• _EXERCISE A_
Reproduce word for word the part of the Assignment 2 notebook starting with "# load data" and going on through "dataset_name = get_dataset_name(file_path)".
• _EXERCISE B_
Check each statement against the Assignment 2 notebook and say yes or no, quoting the deciding words: (i) The number of training epochs is set to 10. (ii) The bandpass filter's default high cutoff is 250. (iii) The label map assigns the value 2 to taskmotor.

### Assignment 2

# Imports and Variables


In [1]:
import os
import h5py
from scipy.signal import butter, filtfilt, decimate
from sklearn.preprocessing import MinMaxScaler
import torch
import torch.nn as nn
import torch.nn.functional as F
import torch.optim as optim

In [2]:
TRAIN_PATH = "Final Project data/Intra/train/"
TEST_PATH = "Final Project data/Intra/test/"


# data specific
NUM_CHANNELS = 248
NUM_CLASSES = 4
LABEL_MAP = {'rest':0, 'taskmotor':1, 'taskstorymath':2, 'taskworkingmemory':3}


# Model specific
NUM_EPOCHS = 10

# Load and Preprocess Data
Apply a lowpass filter for downsampling the frequency

In [3]:
# lowpass filter
def bandpass_filter(data, lowcut=1.0, highcut=150.0, fs=2034, order=5):
    nyq = 0.5 * fs
    low = lowcut / nyq
    high = highcut / nyq
    b, a = butter(order, [low, high], btype='band')
    return filtfilt(b, a, data, axis=-1)

# down sampling data to a lower frequency that still contains usable information
def downsample_sample(data, orig_fs=2034, target_fs=250):
    factor = int(orig_fs / target_fs)
    return decimate(data, factor, axis=-1, ftype='fir', zero_phase=True)


def get_dataset_name(filename_with_dir):
    filename_without_dir = filename_with_dir.split( '/')[-1]
    temp = filename_without_dir.split ('_')[:-1]
    dataset_name = "_". join(temp)
    return dataset_name

# get the label from the file name
def get_y_from_filename(filename):
    split_name = filename.split('_')
    return "".join(split_name[:-2]).lower()

# load data X from the given file
def load_data_from_file(file_path):
    with h5py.File(file_path , 'r') as f :
        dataset_name = get_dataset_name(file_path)
        return f.get(dataset_name)[()]

# individual min max scaling
def min_max_scale_sample(data):
    scaler = MinMaxScaler()
    flat = data.reshape(-1, 1)

• _DATA PROVIDED_
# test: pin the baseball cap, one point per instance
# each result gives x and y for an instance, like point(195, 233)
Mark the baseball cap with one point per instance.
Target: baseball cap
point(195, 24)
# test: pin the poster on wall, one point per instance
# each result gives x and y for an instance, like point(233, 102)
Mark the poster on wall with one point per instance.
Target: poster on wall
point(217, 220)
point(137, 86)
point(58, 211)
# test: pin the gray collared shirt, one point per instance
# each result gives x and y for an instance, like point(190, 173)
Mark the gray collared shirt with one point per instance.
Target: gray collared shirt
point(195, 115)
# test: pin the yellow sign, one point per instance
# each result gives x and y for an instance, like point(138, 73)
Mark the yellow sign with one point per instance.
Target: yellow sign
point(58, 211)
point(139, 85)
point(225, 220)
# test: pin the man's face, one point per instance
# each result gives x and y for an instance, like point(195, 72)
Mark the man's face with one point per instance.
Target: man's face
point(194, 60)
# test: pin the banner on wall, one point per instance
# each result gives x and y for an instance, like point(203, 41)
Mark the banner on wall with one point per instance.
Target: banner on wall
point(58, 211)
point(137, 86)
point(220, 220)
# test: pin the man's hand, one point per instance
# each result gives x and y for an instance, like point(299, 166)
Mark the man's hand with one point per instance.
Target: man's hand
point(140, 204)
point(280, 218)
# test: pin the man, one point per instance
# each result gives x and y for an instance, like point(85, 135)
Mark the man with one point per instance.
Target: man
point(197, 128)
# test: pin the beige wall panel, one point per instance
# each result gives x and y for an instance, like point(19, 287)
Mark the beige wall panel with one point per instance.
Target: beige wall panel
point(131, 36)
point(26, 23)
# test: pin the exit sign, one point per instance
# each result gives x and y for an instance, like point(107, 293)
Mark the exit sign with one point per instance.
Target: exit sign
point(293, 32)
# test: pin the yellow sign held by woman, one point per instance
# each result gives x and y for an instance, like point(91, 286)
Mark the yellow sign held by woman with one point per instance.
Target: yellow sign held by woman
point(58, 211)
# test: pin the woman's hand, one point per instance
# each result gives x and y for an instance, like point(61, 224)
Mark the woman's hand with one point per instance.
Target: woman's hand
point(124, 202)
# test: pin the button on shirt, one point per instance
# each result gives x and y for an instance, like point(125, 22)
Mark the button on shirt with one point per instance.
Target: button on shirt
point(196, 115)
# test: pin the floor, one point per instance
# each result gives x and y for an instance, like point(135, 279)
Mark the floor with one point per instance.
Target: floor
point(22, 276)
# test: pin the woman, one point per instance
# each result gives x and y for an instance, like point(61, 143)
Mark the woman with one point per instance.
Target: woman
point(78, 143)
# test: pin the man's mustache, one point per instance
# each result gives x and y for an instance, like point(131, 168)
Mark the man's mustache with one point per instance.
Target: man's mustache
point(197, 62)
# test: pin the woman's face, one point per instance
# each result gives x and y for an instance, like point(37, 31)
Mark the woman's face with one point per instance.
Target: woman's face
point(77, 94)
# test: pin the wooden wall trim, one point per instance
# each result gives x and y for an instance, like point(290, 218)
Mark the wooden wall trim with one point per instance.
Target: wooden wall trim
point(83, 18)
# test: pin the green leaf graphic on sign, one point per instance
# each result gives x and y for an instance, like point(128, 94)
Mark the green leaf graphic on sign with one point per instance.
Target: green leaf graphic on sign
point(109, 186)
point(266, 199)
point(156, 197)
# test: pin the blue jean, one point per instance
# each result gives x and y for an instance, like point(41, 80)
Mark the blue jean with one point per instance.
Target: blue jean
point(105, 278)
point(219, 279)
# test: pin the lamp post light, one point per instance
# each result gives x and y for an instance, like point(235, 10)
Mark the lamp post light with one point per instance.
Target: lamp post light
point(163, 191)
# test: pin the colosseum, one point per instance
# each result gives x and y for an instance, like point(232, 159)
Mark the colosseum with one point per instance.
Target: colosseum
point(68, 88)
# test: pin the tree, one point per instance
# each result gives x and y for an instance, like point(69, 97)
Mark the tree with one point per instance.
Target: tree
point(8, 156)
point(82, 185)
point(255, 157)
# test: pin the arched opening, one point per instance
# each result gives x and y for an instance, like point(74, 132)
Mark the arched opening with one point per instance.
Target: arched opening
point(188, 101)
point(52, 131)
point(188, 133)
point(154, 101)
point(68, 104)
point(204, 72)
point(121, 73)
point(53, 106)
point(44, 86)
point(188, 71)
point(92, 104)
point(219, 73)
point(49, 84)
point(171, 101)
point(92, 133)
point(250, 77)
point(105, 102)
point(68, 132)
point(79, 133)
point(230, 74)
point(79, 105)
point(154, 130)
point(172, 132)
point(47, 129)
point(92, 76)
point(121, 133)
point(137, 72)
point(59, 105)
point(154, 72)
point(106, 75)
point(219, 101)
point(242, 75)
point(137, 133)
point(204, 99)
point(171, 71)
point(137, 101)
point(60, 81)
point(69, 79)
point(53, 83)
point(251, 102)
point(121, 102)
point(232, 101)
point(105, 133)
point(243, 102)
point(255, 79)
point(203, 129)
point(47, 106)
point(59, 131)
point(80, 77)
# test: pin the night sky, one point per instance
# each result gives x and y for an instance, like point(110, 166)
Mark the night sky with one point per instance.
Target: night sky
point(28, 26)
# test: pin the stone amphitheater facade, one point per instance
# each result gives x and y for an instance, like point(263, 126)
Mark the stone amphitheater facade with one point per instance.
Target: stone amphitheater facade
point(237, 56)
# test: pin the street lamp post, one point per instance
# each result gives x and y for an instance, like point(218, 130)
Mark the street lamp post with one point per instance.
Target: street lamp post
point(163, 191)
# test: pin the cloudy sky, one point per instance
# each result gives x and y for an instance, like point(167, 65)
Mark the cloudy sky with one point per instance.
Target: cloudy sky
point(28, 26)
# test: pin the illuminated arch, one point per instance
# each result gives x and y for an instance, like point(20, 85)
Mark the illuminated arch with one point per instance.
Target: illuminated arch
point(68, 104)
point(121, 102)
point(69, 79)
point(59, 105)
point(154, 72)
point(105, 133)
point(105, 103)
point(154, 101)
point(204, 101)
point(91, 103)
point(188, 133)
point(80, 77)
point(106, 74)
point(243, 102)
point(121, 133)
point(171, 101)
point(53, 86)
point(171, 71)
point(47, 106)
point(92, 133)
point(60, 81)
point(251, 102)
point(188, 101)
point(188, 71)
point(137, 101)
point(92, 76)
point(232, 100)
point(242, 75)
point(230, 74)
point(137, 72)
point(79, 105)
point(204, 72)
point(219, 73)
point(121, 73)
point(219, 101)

• _SOLUTION A_
# load data X from the given file
def load_data_from_file(file_path):
    with h5py.File(file_path , 'r') as f :
        dataset_name = get_dataset_name(file_path)

• _SOLUTION B_
(i) Yes: "NUM_EPOCHS = 10"
(ii) No: "highcut=150.0"
(iii) No: "'taskmotor':1"